+++ DATASET EXTRACT +++
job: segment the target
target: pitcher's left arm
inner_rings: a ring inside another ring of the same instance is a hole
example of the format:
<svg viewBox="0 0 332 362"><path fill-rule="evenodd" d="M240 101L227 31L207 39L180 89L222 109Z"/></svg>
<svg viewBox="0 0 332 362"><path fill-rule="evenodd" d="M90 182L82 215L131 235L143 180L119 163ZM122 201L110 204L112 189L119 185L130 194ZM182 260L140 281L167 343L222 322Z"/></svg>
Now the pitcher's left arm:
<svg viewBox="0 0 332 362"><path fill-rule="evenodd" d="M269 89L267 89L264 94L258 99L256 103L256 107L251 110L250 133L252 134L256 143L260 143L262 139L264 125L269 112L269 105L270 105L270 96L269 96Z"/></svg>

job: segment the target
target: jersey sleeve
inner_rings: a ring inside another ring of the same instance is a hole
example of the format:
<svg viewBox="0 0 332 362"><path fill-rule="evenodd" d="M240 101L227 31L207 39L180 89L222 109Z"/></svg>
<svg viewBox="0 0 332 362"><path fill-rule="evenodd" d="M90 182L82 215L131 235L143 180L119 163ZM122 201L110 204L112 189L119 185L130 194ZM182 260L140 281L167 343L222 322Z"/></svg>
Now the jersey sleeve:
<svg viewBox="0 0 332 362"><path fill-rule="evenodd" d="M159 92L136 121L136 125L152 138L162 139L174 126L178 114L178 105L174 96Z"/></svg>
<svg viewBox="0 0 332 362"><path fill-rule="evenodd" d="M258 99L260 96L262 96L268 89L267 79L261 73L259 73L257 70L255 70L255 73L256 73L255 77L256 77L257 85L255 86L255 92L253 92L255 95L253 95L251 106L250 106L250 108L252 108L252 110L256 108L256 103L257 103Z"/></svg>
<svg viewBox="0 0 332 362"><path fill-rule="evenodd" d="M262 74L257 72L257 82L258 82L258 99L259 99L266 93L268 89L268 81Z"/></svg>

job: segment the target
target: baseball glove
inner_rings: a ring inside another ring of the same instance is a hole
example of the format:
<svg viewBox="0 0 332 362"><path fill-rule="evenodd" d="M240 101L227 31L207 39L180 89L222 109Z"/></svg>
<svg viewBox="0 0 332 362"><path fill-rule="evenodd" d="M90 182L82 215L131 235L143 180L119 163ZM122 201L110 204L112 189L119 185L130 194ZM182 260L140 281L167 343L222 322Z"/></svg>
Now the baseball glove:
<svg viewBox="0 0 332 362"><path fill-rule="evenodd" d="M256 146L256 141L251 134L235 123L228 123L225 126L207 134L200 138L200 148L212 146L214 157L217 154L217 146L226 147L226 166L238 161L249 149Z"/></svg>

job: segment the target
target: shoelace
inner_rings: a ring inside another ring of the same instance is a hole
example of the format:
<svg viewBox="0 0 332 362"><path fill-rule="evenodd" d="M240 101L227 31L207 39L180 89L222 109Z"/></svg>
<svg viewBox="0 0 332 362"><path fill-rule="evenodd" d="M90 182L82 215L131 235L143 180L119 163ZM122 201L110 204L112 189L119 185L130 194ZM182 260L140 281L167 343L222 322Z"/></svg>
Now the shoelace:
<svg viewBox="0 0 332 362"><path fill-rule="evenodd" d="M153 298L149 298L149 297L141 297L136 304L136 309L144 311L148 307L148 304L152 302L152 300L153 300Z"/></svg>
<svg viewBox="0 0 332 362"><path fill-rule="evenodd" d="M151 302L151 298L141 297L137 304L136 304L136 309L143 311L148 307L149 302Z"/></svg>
+++
+++ DATASET EXTRACT +++
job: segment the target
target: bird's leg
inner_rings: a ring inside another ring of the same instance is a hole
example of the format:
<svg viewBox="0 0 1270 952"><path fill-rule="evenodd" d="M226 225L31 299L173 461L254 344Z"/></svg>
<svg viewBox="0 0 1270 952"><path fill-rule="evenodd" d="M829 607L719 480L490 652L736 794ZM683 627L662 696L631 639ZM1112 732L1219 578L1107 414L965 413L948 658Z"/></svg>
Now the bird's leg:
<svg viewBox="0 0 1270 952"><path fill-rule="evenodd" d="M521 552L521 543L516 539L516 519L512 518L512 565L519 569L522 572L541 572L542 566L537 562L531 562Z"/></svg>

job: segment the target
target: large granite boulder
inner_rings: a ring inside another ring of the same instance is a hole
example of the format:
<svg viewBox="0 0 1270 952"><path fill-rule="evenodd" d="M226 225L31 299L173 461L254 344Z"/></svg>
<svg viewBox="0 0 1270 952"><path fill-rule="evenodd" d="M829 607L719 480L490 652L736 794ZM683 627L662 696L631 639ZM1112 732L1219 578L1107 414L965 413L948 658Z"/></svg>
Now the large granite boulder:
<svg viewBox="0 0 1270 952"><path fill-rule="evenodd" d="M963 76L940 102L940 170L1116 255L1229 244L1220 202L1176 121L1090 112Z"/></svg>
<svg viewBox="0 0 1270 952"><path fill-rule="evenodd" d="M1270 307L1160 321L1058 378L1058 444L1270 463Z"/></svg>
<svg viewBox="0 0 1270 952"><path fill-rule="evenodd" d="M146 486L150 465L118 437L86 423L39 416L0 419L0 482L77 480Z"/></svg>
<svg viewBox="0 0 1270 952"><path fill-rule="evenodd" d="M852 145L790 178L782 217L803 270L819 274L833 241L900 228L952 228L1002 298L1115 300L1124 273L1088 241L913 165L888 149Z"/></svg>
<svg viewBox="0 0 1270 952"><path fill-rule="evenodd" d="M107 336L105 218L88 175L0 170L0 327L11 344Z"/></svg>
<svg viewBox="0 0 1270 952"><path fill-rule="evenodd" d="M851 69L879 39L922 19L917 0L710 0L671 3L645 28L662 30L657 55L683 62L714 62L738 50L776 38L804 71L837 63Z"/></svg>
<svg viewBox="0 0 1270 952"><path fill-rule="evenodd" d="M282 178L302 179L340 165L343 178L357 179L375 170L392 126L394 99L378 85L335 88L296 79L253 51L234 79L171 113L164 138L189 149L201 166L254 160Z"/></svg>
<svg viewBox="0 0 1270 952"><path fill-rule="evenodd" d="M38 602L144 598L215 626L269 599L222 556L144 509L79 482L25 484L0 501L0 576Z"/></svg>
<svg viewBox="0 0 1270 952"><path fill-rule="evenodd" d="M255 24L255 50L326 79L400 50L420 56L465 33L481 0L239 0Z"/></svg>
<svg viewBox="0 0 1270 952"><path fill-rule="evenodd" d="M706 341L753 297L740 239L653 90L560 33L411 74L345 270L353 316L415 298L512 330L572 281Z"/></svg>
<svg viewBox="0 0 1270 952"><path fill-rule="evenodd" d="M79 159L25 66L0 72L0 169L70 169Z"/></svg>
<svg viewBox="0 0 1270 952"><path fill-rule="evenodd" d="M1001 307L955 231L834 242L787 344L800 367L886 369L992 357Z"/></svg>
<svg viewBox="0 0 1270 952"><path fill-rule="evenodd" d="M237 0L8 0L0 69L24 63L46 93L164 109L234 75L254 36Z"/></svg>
+++
OBJECTIVE | Count the lines in the records above that contain the word "glove". Give only the number.

SOLUTION | 2